:: AIM ::
Express the data below as a JSON array of strings, one string per line, omitting any blank lines.

:: SUPPLIED ENTRIES ::
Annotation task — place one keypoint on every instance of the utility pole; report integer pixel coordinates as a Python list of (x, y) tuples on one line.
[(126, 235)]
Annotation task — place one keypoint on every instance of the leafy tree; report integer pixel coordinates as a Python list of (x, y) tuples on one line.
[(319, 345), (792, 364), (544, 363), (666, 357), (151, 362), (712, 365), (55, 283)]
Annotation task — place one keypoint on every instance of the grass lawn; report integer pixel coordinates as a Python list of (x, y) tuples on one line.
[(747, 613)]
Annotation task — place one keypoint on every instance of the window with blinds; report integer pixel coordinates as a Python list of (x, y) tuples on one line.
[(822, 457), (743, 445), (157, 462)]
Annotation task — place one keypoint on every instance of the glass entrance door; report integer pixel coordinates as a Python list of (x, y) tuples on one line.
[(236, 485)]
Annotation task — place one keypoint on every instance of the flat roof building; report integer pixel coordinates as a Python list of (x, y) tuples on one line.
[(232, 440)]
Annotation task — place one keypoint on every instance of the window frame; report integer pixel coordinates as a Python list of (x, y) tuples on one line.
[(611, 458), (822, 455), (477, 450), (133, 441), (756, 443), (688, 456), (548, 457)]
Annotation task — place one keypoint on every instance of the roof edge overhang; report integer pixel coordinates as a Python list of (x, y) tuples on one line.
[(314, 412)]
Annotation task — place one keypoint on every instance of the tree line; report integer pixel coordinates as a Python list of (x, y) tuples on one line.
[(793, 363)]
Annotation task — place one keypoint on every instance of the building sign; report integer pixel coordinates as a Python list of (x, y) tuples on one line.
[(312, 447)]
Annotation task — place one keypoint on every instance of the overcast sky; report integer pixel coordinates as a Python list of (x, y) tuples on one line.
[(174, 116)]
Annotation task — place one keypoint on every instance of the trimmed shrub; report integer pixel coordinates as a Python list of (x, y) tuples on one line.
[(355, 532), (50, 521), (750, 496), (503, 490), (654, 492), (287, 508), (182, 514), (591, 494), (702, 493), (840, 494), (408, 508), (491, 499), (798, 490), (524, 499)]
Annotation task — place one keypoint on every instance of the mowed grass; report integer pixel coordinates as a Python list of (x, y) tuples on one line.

:: ANSWER BELOW ::
[
  "Annotation task — place one keypoint on every instance of the utility pole; report integer pixel coordinates as a Python list of (x, y) tuples on one line.",
  "[(126, 235)]",
  "Annotation task — place one keypoint on every instance of the leafy tree; report integer pixel coordinates as a Python list of (x, y) tuples on one line.",
  "[(319, 345), (792, 364), (544, 363), (666, 357), (151, 362), (712, 365), (55, 283)]",
  "Annotation task — place one keypoint on every instance of the grass lawn; report integer pixel coordinates as a Python list of (x, y) tuples on one line.",
  "[(747, 613)]",
  "Annotation task — place one keypoint on every instance of the window with blinds; report integer pixel coordinates as a Python list of (x, y) tuples on one line.",
  "[(822, 457), (743, 445), (157, 462)]",
  "Annotation task — place one keypoint on every instance of the glass entrance door; report integer pixel coordinates as a Python list of (x, y) tuples on one line.",
  "[(236, 485)]",
  "Annotation task — place one keypoint on every instance of the flat roof building; report integer pixel coordinates as a Python list of (x, y) tuples on one line.",
  "[(232, 440)]",
  "Annotation task — place one keypoint on every instance of the window frame; report integer pixel coordinates as a Python list of (x, y) tuples on one line.",
  "[(611, 458), (822, 455), (477, 450), (133, 441), (756, 443), (688, 456), (548, 457)]",
  "Annotation task — place one keypoint on every instance of the roof edge overhang; report integer pixel coordinates as a Python list of (x, y) tuples on one line.",
  "[(314, 412)]",
  "Annotation task — place one keypoint on every instance of the tree line; report integer pixel coordinates as a Python list of (x, y) tuples on one line.",
  "[(793, 363)]",
  "Annotation task — place one keypoint on every instance of the building sign; report integer pixel coordinates as a Python list of (x, y) tuples on one line.",
  "[(312, 447)]",
  "Annotation task — place one keypoint on every instance of the overcast sky; report integer pixel coordinates as a Python list of (x, y) tuples on one line.",
  "[(174, 116)]",
  "Annotation task — place one keypoint on every instance of the trimmed shrub; report integer pixel coordinates as a Python list of (x, y) tuples on one line.",
  "[(355, 532), (50, 521), (750, 496), (503, 490), (654, 492), (287, 508), (182, 514), (591, 494), (702, 493), (840, 494), (408, 508), (491, 499), (798, 490), (524, 499)]",
  "Annotation task — place one keypoint on every instance of the mowed grass; report integer pixel coordinates as a Python list of (x, y) tuples on one line."
]